ПРИВЕДЁННЫЙ ОТРЫВОК ->
Мы еще жили, как в коконе, в радужном пузыре, который мастерски
выдували в трубочку Леннон - Маккартни, еще ощущали себя непобедимыми
персонажами мультфильма "Желтая подлодка". С жизнью
здешней мы не были связаны, как дети. Нам еще предстояло родиться,
еще предстояло ощутить тяжелую глину на подошвах туфель.
Наша
рок-революция издыхала в скуке институтских лекций, под одуряющим
напором газетной чепухи; офицеры военных кафедр гнали ее стричься
в парикмахерскую, партсекретари заставляли спарывать сердечки
и яблочки с юбок и талдычили что-то о разлагающем влиянии
музыки "Битлз" на советскую молодежь. Наша рок-революция
превращалась в задерганную шизофреничку с бледным лицом, вздрагивающую
при первом звуке песен Пахмутовой. Ее "воспитывали".
Она обретала себя, превращаясь в изгоя, живущего на транквилизаторах.
Радужный
пузырь лопнул; мы разошлись по подвалам и углам, в ка морки
дворников и сторожей. Наступало время одиночества, тоски,
время молчания, а не игр - время Джима Моррисона, чья музыка
в конце семидесятых набирала тайную славу в России. Ни одной
его пластинки, конечно, фирмой "Мелодия" выпущено
не было. Но это не имело никакого значения. Мальчики-пустозвоны
и девочки-попрыгуньи учились плавать в автономном режиме,
как подводные лодки. Крепость человеку - он сам. Все, что
нам надо, у нас есть, даже если у нас ничего нет. Так приблизительно
звучала эта философия.

ЗАПИСАННЫЕ ДАННЫЕ ->
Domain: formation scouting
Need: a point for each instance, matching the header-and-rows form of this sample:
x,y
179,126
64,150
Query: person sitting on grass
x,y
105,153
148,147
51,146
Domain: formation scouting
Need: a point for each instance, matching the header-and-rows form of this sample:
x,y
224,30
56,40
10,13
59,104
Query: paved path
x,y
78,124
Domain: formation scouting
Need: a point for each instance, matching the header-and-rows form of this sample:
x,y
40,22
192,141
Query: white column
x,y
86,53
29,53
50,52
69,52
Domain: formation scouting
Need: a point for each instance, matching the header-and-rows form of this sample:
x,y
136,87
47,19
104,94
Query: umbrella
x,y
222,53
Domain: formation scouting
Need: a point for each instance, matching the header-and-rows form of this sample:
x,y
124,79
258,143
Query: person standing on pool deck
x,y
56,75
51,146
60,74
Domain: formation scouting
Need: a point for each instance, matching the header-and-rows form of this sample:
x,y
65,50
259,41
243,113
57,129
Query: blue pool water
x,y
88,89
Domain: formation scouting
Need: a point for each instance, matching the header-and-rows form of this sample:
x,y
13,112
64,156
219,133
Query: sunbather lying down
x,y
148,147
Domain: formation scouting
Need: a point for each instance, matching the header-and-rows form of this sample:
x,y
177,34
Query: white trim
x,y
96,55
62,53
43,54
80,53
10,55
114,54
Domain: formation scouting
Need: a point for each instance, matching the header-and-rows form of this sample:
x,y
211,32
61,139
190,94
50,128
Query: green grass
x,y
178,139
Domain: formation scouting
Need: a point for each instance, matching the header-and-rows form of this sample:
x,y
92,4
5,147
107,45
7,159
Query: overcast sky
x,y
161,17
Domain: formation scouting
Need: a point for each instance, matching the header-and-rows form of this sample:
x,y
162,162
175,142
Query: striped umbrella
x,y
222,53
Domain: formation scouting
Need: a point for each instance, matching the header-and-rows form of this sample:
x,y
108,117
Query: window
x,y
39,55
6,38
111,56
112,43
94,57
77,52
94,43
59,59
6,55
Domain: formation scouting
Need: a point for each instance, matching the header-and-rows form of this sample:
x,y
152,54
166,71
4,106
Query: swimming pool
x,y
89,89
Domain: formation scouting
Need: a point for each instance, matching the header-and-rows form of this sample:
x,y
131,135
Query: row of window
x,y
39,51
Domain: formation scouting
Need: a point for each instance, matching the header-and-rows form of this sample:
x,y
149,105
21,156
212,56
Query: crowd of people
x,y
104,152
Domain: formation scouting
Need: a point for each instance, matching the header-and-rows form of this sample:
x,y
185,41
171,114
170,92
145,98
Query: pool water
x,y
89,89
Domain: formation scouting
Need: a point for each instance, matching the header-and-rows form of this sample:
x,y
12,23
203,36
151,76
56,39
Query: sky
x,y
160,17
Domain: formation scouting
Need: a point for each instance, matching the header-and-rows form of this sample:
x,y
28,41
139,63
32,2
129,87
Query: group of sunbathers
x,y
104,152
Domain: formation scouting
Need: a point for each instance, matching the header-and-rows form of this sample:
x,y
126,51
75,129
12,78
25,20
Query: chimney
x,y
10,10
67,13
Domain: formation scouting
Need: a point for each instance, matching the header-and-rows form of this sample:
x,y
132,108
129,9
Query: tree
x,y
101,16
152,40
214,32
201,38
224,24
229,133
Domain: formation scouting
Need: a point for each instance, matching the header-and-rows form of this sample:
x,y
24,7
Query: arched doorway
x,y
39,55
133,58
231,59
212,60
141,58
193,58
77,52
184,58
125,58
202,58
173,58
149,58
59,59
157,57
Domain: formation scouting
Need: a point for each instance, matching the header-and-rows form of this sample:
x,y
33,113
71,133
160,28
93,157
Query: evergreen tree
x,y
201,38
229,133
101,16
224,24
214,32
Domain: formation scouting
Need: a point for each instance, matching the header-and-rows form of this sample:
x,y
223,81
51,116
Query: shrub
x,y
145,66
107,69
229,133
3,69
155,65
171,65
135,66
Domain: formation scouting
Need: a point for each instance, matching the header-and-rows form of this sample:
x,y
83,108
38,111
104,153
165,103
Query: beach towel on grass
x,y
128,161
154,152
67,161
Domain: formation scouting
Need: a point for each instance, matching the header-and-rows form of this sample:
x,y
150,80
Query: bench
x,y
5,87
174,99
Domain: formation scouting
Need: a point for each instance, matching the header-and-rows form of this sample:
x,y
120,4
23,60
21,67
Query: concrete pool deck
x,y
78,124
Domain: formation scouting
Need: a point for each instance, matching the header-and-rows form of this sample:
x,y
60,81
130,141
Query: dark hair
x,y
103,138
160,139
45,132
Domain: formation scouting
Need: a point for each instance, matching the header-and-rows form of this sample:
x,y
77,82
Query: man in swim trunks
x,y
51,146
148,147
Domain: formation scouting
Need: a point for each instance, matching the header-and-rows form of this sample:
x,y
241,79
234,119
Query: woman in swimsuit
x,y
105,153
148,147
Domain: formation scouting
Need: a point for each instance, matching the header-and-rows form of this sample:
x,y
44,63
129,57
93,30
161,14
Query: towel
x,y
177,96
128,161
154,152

НАБОР ЗАДАНИЙ ->
• A. Перепишите часть отрывка между «Она обретала себя, превращаясь» и «звучала эта философия.» включительно, заменив в ней «Джима Моррисона» на «Боба Дилана».
• B. Когда, согласно отрывку, музыка Джима Моррисона набирала тайную славу в России?
• C. Временем чего названо в отрывке наступавшее время? Перечислите всё.

ПРАВИЛЬНЫЕ ОТВЕТЫ ->
• A.
Она обретала себя, превращаясь в изгоя, живущего на транквилизаторах.
Радужный
пузырь лопнул; мы разошлись по подвалам и углам, в ка морки
дворников и сторожей. Наступало время одиночества, тоски,
время молчания, а не игр - время Боба Дилана, чья музыка
в конце семидесятых набирала тайную славу в России. Ни одной
его пластинки, конечно, фирмой "Мелодия" выпущено
не было. Но это не имело никакого значения. Мальчики-пустозвоны
и девочки-попрыгуньи учились плавать в автономном режиме,
как подводные лодки. Крепость человеку - он сам. Все, что
нам надо, у нас есть, даже если у нас ничего нет. Так приблизительно
звучала эта философия.

• B. В конце семидесятых.

• C. Одиночества, тоски, молчания, Джима Моррисона.